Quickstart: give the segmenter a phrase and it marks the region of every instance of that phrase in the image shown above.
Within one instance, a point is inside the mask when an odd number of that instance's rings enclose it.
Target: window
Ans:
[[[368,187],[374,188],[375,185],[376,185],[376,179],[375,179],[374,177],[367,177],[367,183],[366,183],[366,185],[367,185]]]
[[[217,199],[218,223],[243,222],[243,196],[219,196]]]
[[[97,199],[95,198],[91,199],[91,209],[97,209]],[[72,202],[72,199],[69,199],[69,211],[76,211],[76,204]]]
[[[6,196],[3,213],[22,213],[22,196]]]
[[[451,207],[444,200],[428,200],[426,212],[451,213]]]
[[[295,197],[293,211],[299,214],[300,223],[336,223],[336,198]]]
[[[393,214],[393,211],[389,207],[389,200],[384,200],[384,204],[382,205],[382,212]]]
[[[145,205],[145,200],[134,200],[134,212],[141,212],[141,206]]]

━━━━

● **Directive**:
Write every record out again, unaltered.

● **Task answer**:
Quickstart: give the segmenter a phrase and it marks the region of every instance of that phrase in the image shown above.
Within one instance, a point is inside the mask when an odd number of that instance's rings enclose it.
Target: window
Ans:
[[[368,187],[374,188],[375,185],[376,185],[376,179],[375,179],[374,177],[367,177],[367,183],[366,183],[366,185],[367,185]]]
[[[217,199],[218,223],[243,222],[243,196],[219,196]]]
[[[97,199],[95,198],[91,199],[91,209],[97,209]],[[72,202],[72,199],[69,199],[69,211],[76,211],[76,204]]]
[[[6,196],[3,213],[22,213],[22,196]]]
[[[451,207],[444,200],[428,200],[426,212],[451,213]]]
[[[295,197],[293,211],[299,214],[300,223],[336,223],[336,198]]]
[[[393,214],[393,211],[389,207],[389,200],[384,200],[384,204],[382,205],[382,212]]]
[[[145,205],[145,200],[134,200],[134,212],[141,212],[141,206]]]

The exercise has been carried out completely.